Natural language region descriptions
____________

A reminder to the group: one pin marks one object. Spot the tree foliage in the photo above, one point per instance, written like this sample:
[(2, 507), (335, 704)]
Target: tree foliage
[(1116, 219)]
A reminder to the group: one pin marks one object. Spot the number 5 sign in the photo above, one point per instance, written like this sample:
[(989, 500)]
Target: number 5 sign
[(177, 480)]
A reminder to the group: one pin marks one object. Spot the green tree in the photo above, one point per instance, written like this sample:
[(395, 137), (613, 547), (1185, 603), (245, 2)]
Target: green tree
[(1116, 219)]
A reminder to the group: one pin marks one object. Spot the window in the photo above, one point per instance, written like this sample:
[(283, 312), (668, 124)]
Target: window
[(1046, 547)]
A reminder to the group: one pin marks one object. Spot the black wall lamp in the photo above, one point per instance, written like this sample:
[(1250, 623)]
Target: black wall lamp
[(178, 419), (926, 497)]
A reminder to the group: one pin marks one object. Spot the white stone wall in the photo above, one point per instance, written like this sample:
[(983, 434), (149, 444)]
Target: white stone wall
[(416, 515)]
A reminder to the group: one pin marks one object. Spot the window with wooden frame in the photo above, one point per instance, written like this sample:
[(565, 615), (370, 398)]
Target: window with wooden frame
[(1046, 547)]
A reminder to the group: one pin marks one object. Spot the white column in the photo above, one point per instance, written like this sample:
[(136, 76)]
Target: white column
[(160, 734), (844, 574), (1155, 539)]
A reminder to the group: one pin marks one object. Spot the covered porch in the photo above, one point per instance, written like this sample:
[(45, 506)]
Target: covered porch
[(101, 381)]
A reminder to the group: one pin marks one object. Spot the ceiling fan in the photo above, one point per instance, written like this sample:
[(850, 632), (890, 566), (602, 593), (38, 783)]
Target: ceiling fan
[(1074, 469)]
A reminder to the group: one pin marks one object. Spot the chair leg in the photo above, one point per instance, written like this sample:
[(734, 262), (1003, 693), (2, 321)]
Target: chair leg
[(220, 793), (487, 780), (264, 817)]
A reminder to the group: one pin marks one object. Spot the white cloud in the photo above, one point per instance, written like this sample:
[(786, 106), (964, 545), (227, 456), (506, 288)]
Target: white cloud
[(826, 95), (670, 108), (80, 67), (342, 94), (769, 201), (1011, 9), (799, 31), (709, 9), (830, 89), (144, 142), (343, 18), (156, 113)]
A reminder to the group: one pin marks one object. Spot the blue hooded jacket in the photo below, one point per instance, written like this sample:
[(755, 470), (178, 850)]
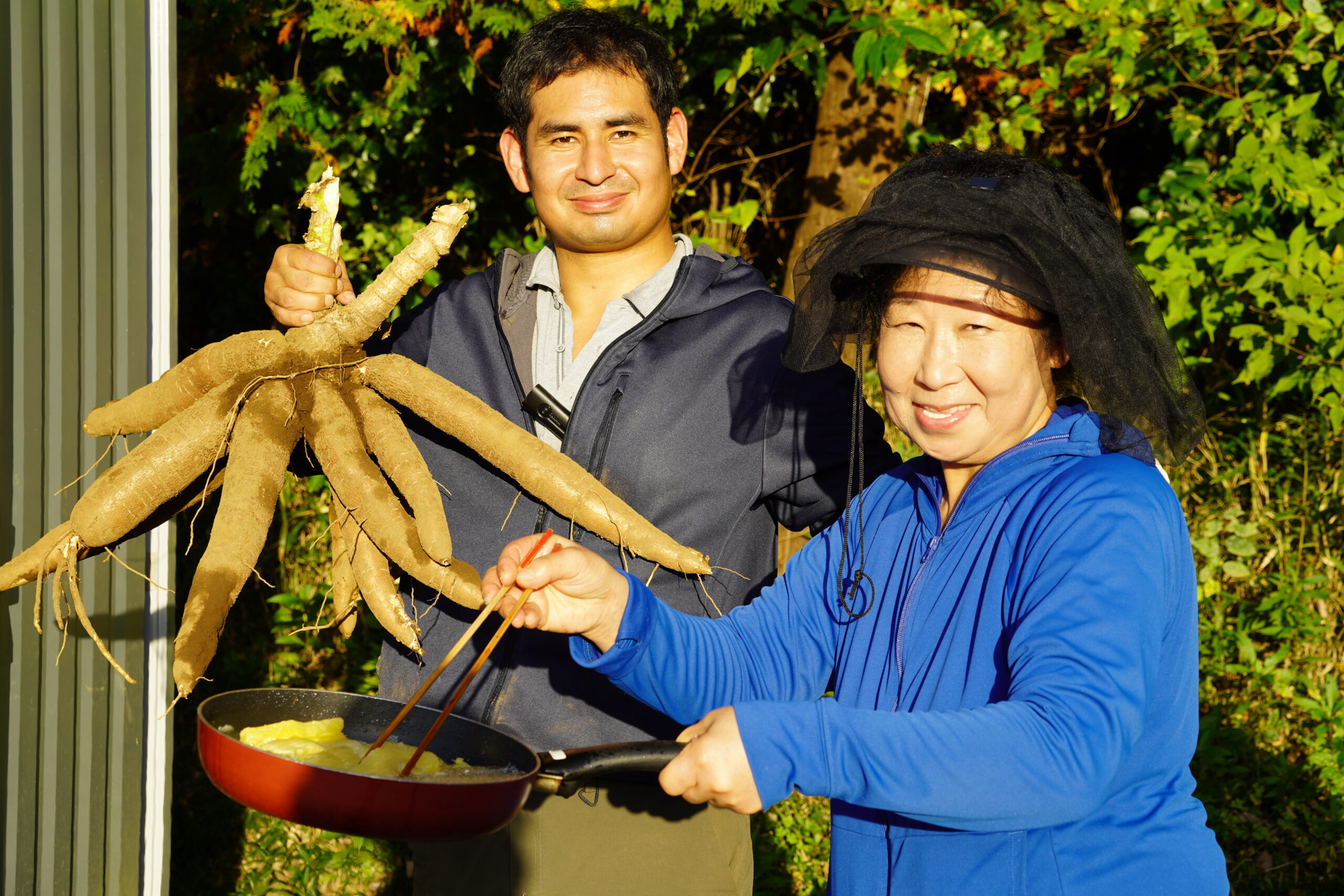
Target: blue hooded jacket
[(1014, 714)]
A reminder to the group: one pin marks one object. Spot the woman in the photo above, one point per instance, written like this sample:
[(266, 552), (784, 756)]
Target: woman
[(1009, 623)]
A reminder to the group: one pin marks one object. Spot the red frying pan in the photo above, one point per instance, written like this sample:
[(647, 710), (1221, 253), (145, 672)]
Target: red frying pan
[(394, 808)]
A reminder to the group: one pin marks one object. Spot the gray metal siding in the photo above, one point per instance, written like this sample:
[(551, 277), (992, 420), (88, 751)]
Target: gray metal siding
[(75, 332)]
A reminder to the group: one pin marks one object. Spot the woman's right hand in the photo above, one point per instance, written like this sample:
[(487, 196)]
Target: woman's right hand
[(575, 592)]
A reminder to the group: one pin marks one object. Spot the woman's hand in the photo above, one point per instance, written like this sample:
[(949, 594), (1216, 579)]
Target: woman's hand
[(575, 592), (714, 766)]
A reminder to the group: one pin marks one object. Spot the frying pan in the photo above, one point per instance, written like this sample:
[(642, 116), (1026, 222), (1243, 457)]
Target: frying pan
[(394, 808)]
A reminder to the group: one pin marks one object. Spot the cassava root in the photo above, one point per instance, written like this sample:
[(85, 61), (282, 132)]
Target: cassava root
[(227, 417)]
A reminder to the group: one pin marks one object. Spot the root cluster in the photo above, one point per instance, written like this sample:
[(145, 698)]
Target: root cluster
[(229, 417)]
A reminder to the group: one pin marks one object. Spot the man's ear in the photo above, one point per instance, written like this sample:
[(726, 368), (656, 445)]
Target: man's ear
[(678, 140), (511, 151)]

____________

#### Brief:
Print the data word for word and omit the pictures.

#### Written answer:
A reminder to the group: one pin marks one object. Spot the tree foliage in the photo above, one point per instance, written like this sample:
[(2, 507), (335, 704)]
Target: tree foliage
[(1116, 219)]
A reminder to the group: one pin marks one object. Spot the number 5 sign in the photo above, one point per instance, written like this sample:
[(989, 500)]
Target: number 5 sign
[(177, 480)]
A reminder to the group: one pin marks one object. Spot the green tree in the photo above, one point per instance, written like this sample:
[(395, 137), (613, 547), (1185, 603), (245, 2)]
Target: green tree
[(1116, 219)]
A reminder to the group: one pin marks one object. Spot the window in the photo above, one point per instance, written like this sample:
[(283, 312), (668, 124)]
Target: window
[(1046, 547)]
A reminder to the group: one pin marks one object. Spot the black wall lamp in the photo above, one point per instance, written like this sample:
[(1250, 623)]
Target: black wall lamp
[(178, 419), (926, 497)]
A reminder to the group: one pin marks one object. Spot the white stone wall in the photo above, one point per instance, written like this sample:
[(983, 434), (149, 444)]
Target: white stone wall
[(416, 515)]
A reminder to the group: one pin marks one object. Spot the window with wooden frame in the photo above, one point per instance, written like this sample:
[(565, 615), (370, 398)]
Target: window with wooden frame
[(1046, 547)]
A reminder to the group: one pin marks one object. Spot the white column in the photo above, one point per instance, written like this sample:
[(136, 76)]
Target: white column
[(160, 734), (844, 574), (1155, 539)]
A reminder to the group: one pin marks one object. Spot the covered porch in the photo above, one point per instance, written like this sample:
[(45, 506)]
Target: covered porch
[(101, 381)]
A reminder to the group: one pin marks one object. Spot the ceiling fan in the photo above, one point per instance, written like this sample:
[(850, 632), (890, 566), (602, 593), (38, 783)]
Target: ceiling fan
[(1074, 469)]
A reminder to the group: one pin marks one object. Spot the chair leg in the photo above, one point per instance, written like this sample:
[(734, 262), (1003, 693), (2, 321)]
Target: chair leg
[(220, 793), (487, 780), (264, 817)]
A reminder to the group: one pin marks one object. Spot the white cloud in the photo above, one point per instance, written like this sample:
[(786, 106), (964, 545), (227, 456), (506, 288)]
Target: white cloud
[(826, 95), (670, 108), (80, 67), (342, 94), (769, 201), (1011, 9), (799, 31), (709, 9), (830, 89), (144, 142), (343, 18), (156, 113)]
A reminder to the group: one pin marks one object. Spot the blue hooded jacket in the photo below, one point per instance, written like this sample:
[(755, 470), (178, 850)]
Target: blue hooded jacket
[(1014, 714)]
A reminder to the group: one pin marks one object. Spot the woman in the photo above, one point per instance, written like this sample:
[(266, 552), (784, 756)]
Target: woman
[(1009, 623)]
A reminder to the group: one pin marks one object. Spot the red frying pan in the photo above, one point per instance, written like this sample:
[(647, 710), (1221, 253), (145, 672)]
Target: red frying pan
[(394, 808)]
A reminder to the group: one pin marks one object. Spot the gray metal siding in the photo above, one point per instance, written like this sample:
[(551, 277), (992, 420), (88, 751)]
Target: gray metal siding
[(75, 332)]
A reminder to the group: one pin marks one object. Spot the woman's right hand in the photo above, one point per instance, written like this sample:
[(487, 196)]
Target: woman's right hand
[(575, 592)]
A reminder to the group: one pin marks one object. Spot the woman's hand in the photo above, one point per instance, written like this sample:
[(949, 594), (1216, 579)]
Target: woman's hand
[(575, 592), (714, 766)]
A reminder to the group: one pin marks one object. Spot the frying pan in the photo above, one point per instance, written like this sample:
[(642, 116), (1026, 222), (1243, 457)]
Target: frying pan
[(394, 808)]
A reminder to the group: one pin marks one object. Spot the cassava root in the photo above, one point per instance, written like this sample:
[(85, 61), (282, 132)]
Target: cassava root
[(227, 417)]
A reminder to the group: one pin marks one object. Spot the root cluster in the photo above, one point per instance, written like this sample:
[(145, 698)]
Target: root cluster
[(229, 417)]
A reminder to the group: one pin marks one object. Spot the man's ear in the photo above, one point per instance, written like this sample:
[(726, 368), (656, 445)]
Target: man's ear
[(678, 140), (511, 151)]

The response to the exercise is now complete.